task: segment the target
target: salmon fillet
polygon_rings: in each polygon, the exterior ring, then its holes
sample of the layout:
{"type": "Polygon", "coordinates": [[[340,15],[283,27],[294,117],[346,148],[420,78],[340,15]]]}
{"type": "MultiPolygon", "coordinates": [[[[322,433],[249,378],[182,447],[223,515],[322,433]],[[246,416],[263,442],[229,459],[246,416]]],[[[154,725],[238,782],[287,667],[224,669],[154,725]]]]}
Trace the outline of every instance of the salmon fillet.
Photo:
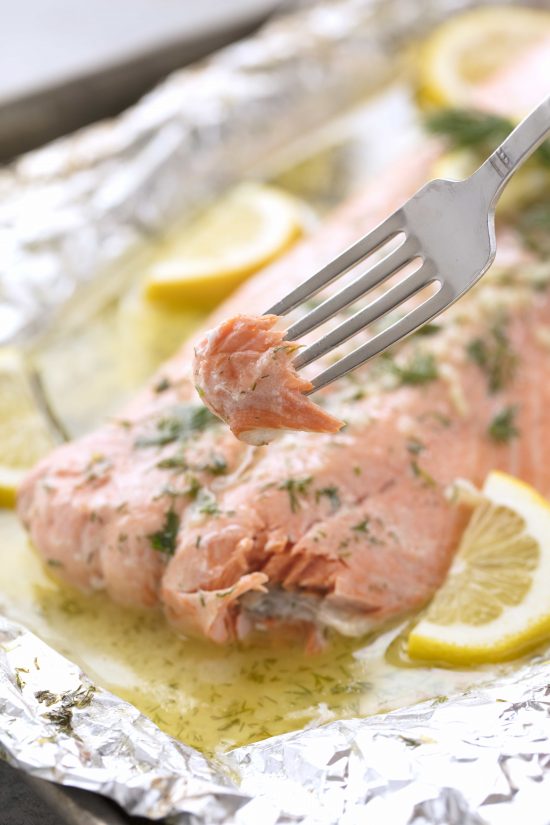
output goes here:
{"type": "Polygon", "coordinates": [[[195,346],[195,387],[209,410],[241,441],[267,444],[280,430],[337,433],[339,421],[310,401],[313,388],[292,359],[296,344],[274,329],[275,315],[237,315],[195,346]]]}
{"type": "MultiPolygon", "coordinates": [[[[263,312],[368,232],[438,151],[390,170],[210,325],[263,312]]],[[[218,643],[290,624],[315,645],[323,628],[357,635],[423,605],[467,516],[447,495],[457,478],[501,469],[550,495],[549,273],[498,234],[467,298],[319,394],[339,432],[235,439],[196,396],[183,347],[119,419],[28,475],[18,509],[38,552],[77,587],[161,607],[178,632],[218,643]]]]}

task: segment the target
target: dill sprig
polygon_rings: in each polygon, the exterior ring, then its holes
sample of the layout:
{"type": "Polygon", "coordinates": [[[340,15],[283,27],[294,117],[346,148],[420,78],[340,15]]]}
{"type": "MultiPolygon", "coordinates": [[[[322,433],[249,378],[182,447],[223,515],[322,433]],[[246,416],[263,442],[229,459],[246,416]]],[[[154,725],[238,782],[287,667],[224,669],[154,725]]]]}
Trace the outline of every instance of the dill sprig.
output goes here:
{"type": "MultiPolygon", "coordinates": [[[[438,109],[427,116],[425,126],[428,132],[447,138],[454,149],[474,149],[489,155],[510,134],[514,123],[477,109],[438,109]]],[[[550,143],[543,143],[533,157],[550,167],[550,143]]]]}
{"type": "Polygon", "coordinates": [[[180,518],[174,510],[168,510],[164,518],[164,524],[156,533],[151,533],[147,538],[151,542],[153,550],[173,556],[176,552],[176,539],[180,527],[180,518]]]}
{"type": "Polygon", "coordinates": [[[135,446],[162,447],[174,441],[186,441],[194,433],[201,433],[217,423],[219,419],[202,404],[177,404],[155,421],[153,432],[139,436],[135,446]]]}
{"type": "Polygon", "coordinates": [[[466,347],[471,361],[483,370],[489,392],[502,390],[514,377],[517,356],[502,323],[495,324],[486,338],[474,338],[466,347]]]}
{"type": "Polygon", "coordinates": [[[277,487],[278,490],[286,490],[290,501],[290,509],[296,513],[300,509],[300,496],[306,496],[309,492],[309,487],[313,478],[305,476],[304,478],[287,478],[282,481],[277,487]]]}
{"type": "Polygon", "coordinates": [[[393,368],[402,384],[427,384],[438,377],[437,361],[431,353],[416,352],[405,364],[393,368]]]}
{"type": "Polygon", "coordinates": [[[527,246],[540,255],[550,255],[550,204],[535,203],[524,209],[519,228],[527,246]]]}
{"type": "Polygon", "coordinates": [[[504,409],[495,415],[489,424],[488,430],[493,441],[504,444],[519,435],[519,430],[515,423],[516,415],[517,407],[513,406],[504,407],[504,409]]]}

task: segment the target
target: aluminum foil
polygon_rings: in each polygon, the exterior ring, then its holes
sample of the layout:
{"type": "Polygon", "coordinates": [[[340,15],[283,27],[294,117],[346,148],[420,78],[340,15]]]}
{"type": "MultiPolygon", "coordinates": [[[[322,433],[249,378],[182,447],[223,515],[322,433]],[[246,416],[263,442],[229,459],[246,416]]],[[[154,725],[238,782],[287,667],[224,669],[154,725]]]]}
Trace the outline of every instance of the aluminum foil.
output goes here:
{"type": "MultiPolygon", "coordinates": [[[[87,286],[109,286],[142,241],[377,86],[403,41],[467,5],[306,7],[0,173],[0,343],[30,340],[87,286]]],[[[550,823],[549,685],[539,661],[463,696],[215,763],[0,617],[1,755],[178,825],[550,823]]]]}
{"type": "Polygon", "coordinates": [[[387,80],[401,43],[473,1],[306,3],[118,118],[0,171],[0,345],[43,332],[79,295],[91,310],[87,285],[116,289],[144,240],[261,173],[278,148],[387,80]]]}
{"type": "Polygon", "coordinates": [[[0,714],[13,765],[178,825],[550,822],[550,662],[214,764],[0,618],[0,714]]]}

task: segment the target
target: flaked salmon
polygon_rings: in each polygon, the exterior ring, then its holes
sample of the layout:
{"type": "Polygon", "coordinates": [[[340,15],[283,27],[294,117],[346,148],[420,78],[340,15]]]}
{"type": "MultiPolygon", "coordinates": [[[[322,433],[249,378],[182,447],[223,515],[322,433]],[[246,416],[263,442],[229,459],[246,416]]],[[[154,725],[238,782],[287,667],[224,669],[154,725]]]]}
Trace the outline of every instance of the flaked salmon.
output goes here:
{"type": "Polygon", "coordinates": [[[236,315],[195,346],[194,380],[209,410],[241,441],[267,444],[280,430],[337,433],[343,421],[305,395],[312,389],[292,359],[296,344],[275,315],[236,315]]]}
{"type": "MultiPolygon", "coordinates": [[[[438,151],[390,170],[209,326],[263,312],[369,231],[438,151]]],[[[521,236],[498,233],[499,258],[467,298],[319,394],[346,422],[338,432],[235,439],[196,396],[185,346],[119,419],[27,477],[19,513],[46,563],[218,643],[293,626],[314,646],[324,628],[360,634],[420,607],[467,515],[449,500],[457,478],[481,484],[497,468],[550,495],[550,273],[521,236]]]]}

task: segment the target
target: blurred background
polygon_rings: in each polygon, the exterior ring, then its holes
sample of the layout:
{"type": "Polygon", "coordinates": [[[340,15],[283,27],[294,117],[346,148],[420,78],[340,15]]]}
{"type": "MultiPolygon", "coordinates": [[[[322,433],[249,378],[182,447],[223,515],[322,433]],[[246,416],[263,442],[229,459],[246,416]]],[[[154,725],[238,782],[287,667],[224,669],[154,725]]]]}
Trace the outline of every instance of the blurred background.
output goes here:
------------------------------------------------
▶ TASK ITEM: Once you have found every line above holding the word "blurred", copy those lines.

▶ SOLUTION FOR THIS EXERCISE:
target: blurred background
Trace the outline of every instance of the blurred background.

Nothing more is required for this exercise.